Set exercise → Lay out all the entries below as a two-column CSV with the headers "label" and "points": one row per entry, each value in a single quoted field, with line breaks turned into spaces. Leave the pictures out.

# # # #

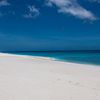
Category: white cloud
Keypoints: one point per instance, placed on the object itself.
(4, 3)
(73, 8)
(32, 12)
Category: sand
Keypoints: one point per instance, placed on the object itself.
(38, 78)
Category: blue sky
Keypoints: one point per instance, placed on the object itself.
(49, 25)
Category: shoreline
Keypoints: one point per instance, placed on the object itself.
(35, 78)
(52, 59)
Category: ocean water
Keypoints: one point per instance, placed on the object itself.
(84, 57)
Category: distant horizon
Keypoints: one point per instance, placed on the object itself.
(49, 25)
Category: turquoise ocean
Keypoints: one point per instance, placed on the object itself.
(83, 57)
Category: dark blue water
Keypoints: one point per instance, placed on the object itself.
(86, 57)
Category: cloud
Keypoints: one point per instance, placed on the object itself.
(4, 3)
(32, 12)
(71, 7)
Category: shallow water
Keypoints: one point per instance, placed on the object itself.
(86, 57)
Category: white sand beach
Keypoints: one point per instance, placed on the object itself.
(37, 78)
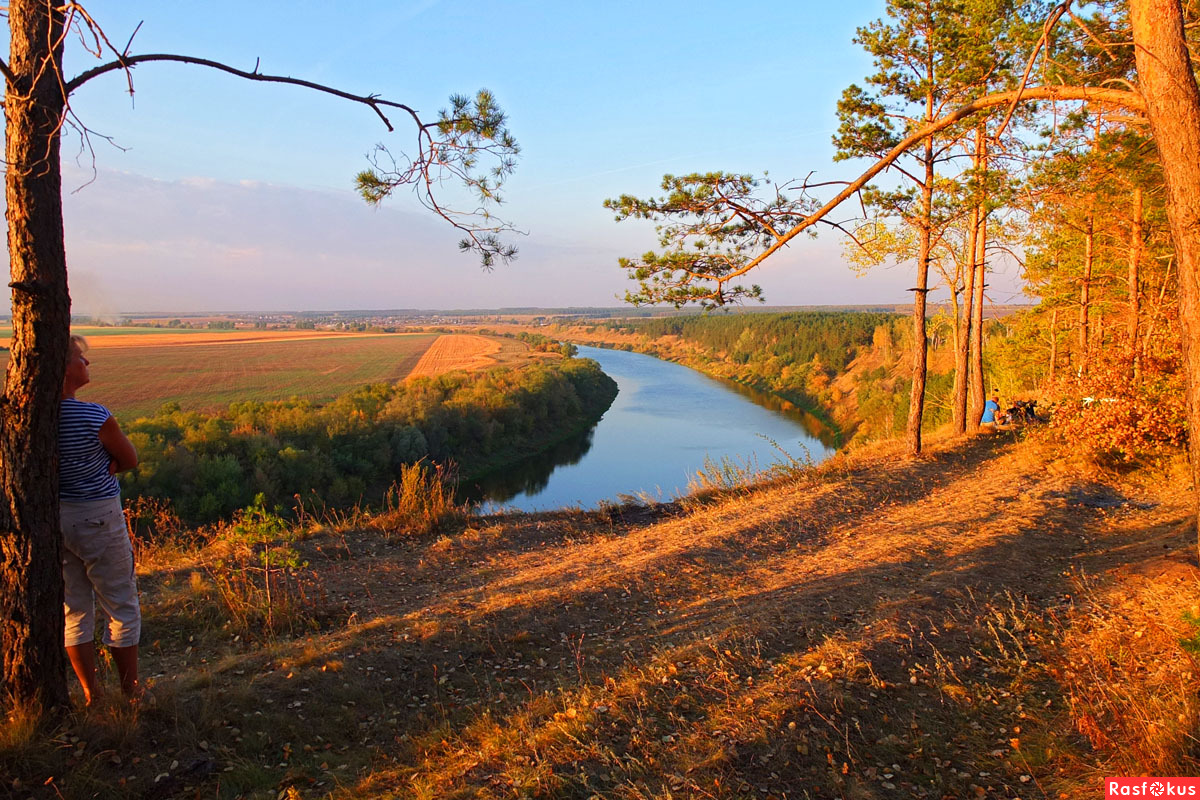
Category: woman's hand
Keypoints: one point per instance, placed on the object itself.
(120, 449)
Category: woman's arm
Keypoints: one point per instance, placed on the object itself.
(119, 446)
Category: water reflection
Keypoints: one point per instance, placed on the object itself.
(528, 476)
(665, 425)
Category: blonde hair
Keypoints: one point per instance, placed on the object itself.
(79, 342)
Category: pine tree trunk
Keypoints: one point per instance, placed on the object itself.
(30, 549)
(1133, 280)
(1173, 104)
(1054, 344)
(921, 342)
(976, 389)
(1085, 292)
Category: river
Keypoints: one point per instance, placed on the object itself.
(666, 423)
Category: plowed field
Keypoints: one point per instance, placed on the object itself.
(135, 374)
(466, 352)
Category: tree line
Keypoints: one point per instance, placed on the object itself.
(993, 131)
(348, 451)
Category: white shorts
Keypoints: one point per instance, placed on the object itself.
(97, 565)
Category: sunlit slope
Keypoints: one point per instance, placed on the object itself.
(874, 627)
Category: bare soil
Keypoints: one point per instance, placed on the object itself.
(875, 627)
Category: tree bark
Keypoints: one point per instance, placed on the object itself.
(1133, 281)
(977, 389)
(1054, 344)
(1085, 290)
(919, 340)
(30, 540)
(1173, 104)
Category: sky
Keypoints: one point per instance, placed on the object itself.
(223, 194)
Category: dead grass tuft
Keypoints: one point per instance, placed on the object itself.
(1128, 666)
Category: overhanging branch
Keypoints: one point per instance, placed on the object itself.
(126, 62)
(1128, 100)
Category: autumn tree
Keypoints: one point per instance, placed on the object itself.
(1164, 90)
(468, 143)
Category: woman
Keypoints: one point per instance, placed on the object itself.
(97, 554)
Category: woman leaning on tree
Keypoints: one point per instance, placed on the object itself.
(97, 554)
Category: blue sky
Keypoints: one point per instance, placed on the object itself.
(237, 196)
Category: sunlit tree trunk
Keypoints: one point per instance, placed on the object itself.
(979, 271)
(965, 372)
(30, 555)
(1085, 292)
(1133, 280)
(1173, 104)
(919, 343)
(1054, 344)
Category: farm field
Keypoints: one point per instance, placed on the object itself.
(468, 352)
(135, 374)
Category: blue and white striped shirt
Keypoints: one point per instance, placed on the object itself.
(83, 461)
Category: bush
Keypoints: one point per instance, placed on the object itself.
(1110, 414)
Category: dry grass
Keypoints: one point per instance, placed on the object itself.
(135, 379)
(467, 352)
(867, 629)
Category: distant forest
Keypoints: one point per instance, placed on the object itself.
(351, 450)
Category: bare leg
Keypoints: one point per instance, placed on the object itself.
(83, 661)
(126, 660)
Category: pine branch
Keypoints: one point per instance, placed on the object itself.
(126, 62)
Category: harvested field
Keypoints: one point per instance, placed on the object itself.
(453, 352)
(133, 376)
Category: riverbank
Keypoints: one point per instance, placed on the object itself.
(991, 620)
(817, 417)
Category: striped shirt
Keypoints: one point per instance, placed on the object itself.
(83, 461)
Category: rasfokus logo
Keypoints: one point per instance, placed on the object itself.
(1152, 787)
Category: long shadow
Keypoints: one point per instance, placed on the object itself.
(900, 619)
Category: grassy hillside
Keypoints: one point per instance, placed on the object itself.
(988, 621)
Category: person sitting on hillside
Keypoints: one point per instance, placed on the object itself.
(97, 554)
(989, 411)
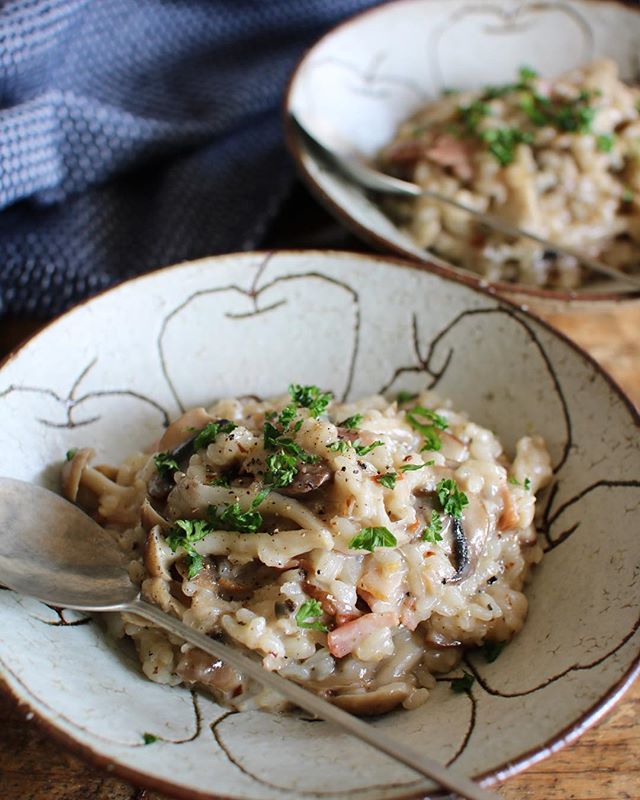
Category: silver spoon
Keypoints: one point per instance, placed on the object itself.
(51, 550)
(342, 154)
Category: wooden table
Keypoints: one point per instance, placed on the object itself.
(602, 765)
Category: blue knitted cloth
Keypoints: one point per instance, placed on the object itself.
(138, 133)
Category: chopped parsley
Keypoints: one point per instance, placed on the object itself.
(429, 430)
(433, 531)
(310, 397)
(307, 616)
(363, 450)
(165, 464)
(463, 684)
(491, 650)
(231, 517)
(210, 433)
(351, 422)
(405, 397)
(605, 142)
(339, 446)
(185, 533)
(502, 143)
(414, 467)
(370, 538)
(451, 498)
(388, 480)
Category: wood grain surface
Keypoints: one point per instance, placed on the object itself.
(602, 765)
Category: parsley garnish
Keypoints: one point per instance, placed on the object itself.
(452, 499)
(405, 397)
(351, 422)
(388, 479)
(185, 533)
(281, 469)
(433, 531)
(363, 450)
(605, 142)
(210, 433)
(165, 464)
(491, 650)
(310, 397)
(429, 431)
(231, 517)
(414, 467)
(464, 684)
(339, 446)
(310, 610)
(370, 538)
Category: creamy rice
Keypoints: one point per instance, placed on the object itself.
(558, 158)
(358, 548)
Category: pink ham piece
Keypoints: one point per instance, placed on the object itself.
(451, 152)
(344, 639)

# # # #

Reply →
label,points
"Category: white cloud Keypoints: one point per instance, placed on the object itself.","(4, 3) (73, 8) (32, 12)"
"Category: sand Keypoints: one point per instance, placed on the object itself.","(38, 78)"
"Category: blue sky Keypoints: one point per instance, placed on the object itself.","(49, 25)"
"Category: shoreline Keypoints: one point per instance, placed on the object itself.","(35, 78) (52, 59)"
"Category: ocean water Keypoints: one point per instance, placed on the object itself.","(84, 57)"
"Category: distant horizon Keypoints: one point per instance, placed on the object itself.","(49, 25)"
"Category: turquoise ocean Keypoints: one point per instance, placed on the object itself.","(83, 57)"
"Category: dark blue water Keypoints: one point per instance, placed on the object itself.","(86, 57)"
"Category: cloud Keypoints: one point per instance, placed on the object itself.","(4, 3) (32, 12) (71, 7)"
"Category: shallow water Keypoints: one point per instance, placed on the object itself.","(86, 57)"
"Category: white sand beach Keypoints: one point per instance, placed on the object itself.","(37, 78)"
"Category: woman's hand Keypoints: one point per instance, placed on the object itself.","(120, 449)"
"Category: woman's arm Keypoints: one point per instance, placed on the object itself.","(119, 446)"
"Category: water reflection Keypoints: one point per instance, placed on the object itself.","(528, 476) (665, 425)"
"Category: blonde hair Keypoints: one point per instance, placed on the object itself.","(79, 342)"
"Category: pine tree trunk Keypoints: one point per instance, placed on the object itself.","(30, 549) (1133, 280) (1173, 104) (1054, 344) (921, 342) (976, 389) (1085, 292)"
"Category: river Keypoints: one point per instance, placed on the object itself.","(666, 423)"
"Category: plowed field Keypoints: one point per instance, placed on the object itself.","(135, 374) (466, 352)"
"Category: tree line Keypoints: one point per instance, placed on the object itself.","(993, 131) (348, 451)"
"Category: white shorts Keypoints: one point per instance, placed on the object itself.","(97, 565)"
"Category: sunlit slope Keypoints: one point per instance, placed on the object itself.","(874, 627)"
"Category: bare soil Keypoints: one point per instance, placed on the object itself.","(875, 627)"
"Category: tree bark Keypoints: one point per instance, placed on the object itself.","(1133, 281) (977, 389) (1054, 344) (1085, 290) (919, 340) (30, 540) (1173, 104)"
"Category: sky Keypoints: one point per instance, placed on the object itself.","(223, 194)"
"Category: dead grass tuft Keypoints: one point per instance, placed on the object itself.","(1128, 666)"
"Category: overhanging branch Keypoints: one point per instance, placed on the object itself.","(126, 62) (1128, 100)"
"Category: autumn tree Keypoints: one point per instance, placed on the object itself.","(1164, 90) (468, 143)"
"Category: woman Keypoints: one point per instance, placed on the object itself.","(97, 554)"
"Category: woman leaning on tree Keypoints: one point per instance, placed on the object itself.","(97, 554)"
"Category: blue sky Keypoints: one point per instance, placed on the object itself.","(237, 196)"
"Category: sunlit tree trunk Keypoints: one point per instance, placed on the object itself.","(979, 271) (965, 372) (30, 555) (1085, 292) (1133, 280) (1173, 104) (919, 343) (1054, 344)"
"Category: farm field Keypoints: one point per instance, placed on the object itself.","(468, 352) (135, 374)"
"Category: blue and white striped shirt Keypoints: one point per instance, placed on the object itself.","(83, 461)"
"Category: bush Keypoints: one point per instance, placed on the object itself.","(1110, 414)"
"Category: dry grass Keypoints: one point per instance, placed on the object itself.","(135, 379) (467, 352) (867, 629)"
"Category: distant forest Keypoints: one point per instance, placed on the object itself.","(351, 450)"
"Category: bare leg Keypoints: one point per instance, placed on the object itself.","(83, 661) (126, 660)"
"Category: pine branch Keypoints: one point per instance, placed on the object itself.","(126, 62)"
"Category: harvested field Keypoints: one point per instance, placed on the object itself.","(453, 352) (133, 376)"
"Category: riverbank Keypoints: one point per instance, placed on the object itself.","(991, 620) (817, 417)"
"Category: striped shirt Keypoints: one point per instance, placed on the object itself.","(83, 461)"
"Category: rasfokus logo Keypoints: one point per instance, placed on the object itself.","(1152, 787)"
"Category: long shadow Keypoints: one point per instance, placed on the object itself.","(900, 619)"
"Category: grassy hillside Keypoints: one point per instance, placed on the object itself.","(988, 621)"
"Category: person sitting on hillside Keypoints: one point per instance, placed on the object itself.","(97, 554) (989, 411)"
"Category: silver spoon Keypoints: one point per instance, placed on the object itself.","(51, 550) (342, 154)"
"Category: wooden table Keypoints: one point per instance, placed on the object itself.","(602, 765)"
"Category: blue knitted cloth Keypoints: one point per instance, placed on the object itself.","(138, 133)"
"Category: chopped parsley Keypoints: one point per instance, placed on the object itself.","(429, 430) (433, 531) (310, 397) (307, 616) (363, 450) (165, 464) (463, 684) (491, 650) (231, 517) (210, 433) (351, 422) (405, 397) (605, 142) (339, 446) (185, 533) (502, 143) (414, 467) (370, 538) (451, 498) (388, 480)"
"Category: wood grain surface Keypoints: one point per instance, placed on the object itself.","(602, 765)"
"Category: parsley garnish Keypoints: one point per instance, placed on the object itself.","(452, 499) (405, 397) (351, 422) (388, 479) (185, 533) (281, 469) (433, 531) (363, 450) (605, 142) (210, 433) (165, 464) (491, 650) (310, 397) (429, 431) (231, 517) (414, 467) (464, 684) (339, 446) (310, 610) (370, 538)"
"Category: creamy rice Keypoints: one point per instance, placed on the object itself.","(558, 158) (358, 548)"
"Category: pink ham piece Keypoints: one point per instance, placed on the object itself.","(451, 152) (344, 639)"